Выпишите в порядке появления всех людей, которые названы по имени или фамилии в приведённом ниже отрывке о музыке Баха.

Фрагмент текста
--------------------------------
Я был на концерте Симфонических танцев, и вдруг услышал видоизмененное «Слава Отцу и Сыну…» и это меня пробило. Мне кажется, подобные вещи были в контексте эпохи. Тогда не нужно было объяснять, какая мелодия хоралов что означает. Это было частью культуры.
У Достоевского, допустим, много библейских отсылок. Сейчас мы это очень ценим, но для людей того времени это было нормально. Понятно, что мы чувствуем из его музыки, что он глубоко верующий человек. Недавно мой друг, композитор Станислав Маковский мне сказал, что у Баха есть абсолютно все эмоции.
Я говорю: «Не все, только одна сторона». В отличие от Скрябина, у Баха можно только какую-то тень увидеть. Но он не пишет девятую сонату и даже седьмую. По этому при знаку он некий агент добра (смеется). У него есть юмор, но в сатиру он никогда не уходит.
— Есть ли у вас записи музыки Баха, которые являются для вас образцовыми? На которые вы опираетесь?
— На самом деле, если ты собрался играть, то опираться не стоит, потому что смысл ты должен сам через себя перелопатить и вынести свое. В этом суть профессии. С одной стороны, я очень люблю Гульда. Мне кажется, Гульд единственный из всех исполнителей Баха конгениален. Возможно, Баху многое бы не понравилось, как играет Гульд. Потому что иногда он делает из этого очень высокий кунштюк. Искусство в искусстве.
--------------------------------
Извлечённые данные
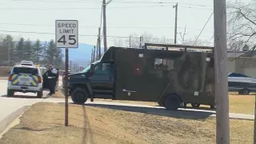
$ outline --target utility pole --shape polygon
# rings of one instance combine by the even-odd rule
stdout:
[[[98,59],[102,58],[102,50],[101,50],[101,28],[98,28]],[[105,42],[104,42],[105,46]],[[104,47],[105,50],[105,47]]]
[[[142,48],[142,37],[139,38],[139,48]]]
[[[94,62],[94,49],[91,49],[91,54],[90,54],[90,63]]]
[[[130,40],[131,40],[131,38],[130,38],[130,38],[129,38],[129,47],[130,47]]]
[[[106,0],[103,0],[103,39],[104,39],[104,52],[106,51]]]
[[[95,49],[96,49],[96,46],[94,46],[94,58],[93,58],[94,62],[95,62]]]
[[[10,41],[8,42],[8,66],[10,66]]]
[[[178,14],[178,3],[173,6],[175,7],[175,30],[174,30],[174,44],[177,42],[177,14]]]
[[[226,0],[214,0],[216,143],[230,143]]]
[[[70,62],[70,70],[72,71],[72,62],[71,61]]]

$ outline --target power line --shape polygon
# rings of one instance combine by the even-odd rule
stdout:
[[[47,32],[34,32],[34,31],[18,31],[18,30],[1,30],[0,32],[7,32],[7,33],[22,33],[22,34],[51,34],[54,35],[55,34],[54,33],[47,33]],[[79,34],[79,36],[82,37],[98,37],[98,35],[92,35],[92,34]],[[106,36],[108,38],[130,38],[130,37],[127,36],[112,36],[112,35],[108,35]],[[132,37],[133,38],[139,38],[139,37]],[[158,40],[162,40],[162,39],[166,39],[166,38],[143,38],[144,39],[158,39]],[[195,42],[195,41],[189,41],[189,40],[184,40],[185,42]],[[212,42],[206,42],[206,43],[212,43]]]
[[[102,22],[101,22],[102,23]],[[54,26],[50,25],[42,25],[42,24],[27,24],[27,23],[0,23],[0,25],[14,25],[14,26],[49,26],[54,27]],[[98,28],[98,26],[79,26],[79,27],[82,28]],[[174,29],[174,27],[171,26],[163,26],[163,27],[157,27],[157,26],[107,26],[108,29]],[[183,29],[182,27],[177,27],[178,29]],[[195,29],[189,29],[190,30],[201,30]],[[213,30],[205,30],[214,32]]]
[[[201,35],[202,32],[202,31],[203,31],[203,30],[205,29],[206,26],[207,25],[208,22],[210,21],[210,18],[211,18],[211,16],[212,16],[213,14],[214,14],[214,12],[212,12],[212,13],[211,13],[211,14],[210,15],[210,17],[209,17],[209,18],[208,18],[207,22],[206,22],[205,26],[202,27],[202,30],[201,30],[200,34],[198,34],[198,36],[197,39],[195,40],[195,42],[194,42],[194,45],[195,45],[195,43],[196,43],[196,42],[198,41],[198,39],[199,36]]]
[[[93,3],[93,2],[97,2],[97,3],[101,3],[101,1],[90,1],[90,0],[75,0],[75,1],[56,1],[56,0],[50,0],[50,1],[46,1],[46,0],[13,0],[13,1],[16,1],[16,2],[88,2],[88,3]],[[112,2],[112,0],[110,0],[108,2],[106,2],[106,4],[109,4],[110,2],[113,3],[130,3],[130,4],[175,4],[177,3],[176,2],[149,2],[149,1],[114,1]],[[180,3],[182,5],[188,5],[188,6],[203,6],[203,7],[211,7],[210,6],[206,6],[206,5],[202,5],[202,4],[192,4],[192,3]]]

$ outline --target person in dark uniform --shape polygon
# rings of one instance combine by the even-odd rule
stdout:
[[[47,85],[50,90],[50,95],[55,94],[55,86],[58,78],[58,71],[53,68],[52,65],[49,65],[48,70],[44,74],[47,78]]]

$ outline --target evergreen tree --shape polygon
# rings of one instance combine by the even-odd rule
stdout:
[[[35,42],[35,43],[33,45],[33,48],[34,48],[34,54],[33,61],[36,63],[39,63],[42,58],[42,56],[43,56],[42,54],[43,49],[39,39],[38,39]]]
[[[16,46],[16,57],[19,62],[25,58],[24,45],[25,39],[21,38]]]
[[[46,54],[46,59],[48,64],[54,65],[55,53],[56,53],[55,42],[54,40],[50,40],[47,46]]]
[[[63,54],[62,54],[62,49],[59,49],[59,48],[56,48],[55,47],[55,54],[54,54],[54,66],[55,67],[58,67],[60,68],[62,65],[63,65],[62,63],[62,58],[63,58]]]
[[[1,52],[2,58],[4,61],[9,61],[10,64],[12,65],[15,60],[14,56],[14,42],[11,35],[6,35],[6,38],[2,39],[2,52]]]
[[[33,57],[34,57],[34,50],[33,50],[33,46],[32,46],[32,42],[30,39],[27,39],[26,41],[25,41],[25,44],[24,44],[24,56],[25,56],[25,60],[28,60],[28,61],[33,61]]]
--------------------------------
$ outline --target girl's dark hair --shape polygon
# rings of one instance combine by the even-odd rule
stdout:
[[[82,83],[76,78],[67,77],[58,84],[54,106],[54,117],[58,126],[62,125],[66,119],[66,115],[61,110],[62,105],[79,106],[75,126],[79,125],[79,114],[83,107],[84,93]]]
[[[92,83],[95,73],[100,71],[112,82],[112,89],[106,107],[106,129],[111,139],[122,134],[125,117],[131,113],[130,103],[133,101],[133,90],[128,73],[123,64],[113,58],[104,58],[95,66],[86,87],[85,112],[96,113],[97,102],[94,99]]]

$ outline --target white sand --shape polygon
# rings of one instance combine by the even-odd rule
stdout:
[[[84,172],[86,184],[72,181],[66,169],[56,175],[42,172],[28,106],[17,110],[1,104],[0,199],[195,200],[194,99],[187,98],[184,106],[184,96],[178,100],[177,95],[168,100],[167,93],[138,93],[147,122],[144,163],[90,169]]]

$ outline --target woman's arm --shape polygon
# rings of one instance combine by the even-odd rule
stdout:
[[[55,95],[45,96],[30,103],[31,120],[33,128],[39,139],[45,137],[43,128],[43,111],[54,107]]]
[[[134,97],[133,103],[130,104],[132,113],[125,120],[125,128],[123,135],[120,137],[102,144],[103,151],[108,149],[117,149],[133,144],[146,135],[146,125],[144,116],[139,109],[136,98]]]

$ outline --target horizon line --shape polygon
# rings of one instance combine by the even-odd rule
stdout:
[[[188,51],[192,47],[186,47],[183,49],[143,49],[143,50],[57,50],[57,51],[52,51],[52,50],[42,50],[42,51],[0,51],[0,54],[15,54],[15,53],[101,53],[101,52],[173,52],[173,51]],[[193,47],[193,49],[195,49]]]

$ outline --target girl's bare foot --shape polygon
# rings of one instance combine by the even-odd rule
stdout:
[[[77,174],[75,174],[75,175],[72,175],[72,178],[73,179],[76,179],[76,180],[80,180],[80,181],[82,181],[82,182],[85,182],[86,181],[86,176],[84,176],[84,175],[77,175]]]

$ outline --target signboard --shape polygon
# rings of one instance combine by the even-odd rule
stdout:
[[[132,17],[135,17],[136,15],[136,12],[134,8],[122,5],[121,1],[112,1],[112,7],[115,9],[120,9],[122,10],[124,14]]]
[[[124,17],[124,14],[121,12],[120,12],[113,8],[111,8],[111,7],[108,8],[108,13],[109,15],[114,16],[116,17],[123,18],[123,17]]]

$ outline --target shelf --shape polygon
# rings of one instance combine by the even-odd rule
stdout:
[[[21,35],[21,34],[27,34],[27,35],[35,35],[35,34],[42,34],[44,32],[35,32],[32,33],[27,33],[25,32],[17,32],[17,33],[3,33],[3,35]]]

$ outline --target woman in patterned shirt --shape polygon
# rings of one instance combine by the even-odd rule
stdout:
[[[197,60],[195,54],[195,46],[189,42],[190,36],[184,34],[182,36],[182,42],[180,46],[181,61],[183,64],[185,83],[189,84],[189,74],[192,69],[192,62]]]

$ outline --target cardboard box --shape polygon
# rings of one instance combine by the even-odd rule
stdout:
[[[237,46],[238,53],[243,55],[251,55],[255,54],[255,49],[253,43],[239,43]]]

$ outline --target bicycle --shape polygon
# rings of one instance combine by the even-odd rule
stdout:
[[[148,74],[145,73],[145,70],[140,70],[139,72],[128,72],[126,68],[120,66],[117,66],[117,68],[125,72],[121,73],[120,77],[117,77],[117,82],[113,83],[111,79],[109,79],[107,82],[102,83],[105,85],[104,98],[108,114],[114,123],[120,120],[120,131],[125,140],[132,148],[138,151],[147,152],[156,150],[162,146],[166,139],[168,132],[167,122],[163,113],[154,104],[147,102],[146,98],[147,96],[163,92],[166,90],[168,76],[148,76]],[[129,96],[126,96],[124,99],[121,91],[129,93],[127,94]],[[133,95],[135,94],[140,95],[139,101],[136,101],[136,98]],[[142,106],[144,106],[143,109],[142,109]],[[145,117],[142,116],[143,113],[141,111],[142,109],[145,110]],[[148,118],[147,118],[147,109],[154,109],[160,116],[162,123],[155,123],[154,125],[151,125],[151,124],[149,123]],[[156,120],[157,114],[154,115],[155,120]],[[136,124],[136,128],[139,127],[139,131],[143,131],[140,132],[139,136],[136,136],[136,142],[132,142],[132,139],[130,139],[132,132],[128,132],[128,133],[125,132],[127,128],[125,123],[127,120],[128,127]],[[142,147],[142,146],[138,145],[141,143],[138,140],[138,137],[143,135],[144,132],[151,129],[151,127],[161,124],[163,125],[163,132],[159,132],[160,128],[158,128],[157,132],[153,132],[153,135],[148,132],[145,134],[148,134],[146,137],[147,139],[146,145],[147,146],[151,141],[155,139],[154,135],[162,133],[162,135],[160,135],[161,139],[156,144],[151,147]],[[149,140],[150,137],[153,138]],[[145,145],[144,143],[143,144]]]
--------------------------------
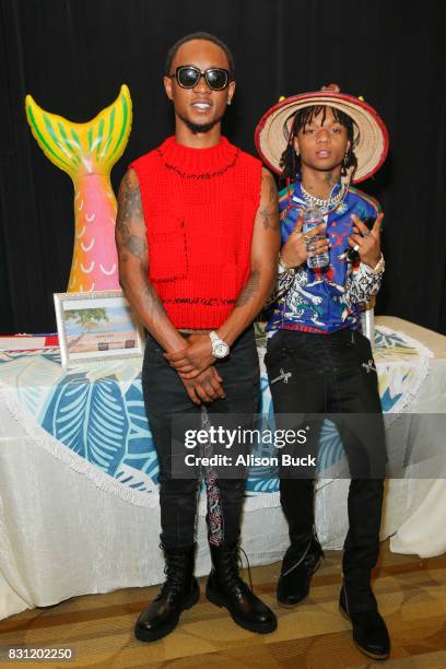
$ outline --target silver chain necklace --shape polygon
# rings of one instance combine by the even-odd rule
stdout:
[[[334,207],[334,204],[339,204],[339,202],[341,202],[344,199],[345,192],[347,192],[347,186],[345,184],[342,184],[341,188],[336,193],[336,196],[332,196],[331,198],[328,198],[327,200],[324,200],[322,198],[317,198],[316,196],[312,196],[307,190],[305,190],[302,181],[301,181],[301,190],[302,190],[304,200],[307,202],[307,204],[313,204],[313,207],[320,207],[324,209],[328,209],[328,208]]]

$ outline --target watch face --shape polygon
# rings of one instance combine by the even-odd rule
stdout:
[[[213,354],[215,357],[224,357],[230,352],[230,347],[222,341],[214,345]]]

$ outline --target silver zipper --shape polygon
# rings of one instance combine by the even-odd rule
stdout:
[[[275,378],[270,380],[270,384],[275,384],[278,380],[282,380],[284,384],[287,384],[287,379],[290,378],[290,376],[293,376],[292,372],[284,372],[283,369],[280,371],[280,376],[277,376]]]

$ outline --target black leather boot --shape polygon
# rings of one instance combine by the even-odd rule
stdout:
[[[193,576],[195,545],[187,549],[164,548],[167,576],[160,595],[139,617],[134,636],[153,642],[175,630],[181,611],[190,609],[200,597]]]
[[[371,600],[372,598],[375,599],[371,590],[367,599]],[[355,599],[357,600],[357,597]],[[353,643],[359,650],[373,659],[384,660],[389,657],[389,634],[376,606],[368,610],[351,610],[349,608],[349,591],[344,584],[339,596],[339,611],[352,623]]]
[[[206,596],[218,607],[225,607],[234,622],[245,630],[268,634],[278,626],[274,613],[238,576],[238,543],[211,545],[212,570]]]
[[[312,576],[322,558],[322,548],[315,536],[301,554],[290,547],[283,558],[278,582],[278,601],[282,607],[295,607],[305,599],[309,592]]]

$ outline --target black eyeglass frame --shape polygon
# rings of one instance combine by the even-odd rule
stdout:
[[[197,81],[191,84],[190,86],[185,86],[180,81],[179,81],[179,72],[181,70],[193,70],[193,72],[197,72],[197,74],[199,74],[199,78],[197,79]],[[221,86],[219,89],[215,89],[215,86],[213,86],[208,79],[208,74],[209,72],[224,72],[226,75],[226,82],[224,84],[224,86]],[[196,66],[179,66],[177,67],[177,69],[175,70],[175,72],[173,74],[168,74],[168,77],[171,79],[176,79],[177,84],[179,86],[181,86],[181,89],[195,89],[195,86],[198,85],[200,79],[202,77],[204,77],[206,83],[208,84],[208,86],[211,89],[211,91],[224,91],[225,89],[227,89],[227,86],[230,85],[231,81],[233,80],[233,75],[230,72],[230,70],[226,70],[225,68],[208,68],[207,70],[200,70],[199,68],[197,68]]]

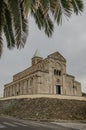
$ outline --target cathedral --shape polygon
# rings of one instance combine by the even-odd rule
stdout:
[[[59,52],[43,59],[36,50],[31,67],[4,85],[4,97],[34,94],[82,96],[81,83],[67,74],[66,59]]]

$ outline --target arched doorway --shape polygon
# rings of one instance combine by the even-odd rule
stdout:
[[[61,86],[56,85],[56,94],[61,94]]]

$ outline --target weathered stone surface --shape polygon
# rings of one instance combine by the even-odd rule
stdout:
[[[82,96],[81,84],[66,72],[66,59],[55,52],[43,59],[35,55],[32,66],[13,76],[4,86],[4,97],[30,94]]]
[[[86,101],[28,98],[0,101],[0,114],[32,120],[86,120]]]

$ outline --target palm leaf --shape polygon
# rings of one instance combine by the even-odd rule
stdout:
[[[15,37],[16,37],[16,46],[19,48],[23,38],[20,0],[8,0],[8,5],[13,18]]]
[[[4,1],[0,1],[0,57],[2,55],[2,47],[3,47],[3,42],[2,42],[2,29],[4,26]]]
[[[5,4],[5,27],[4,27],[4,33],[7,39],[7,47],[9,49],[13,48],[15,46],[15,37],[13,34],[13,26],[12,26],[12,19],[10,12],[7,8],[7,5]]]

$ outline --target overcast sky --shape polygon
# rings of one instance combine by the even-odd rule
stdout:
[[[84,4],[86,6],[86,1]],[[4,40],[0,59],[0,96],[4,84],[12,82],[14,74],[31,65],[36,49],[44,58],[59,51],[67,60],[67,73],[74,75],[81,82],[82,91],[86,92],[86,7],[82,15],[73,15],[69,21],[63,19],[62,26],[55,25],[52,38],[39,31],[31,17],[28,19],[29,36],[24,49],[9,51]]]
--------------------------------
Ответ к заданию
Достоевский, Станислав Маковский, Бах, Скрябин, Гульд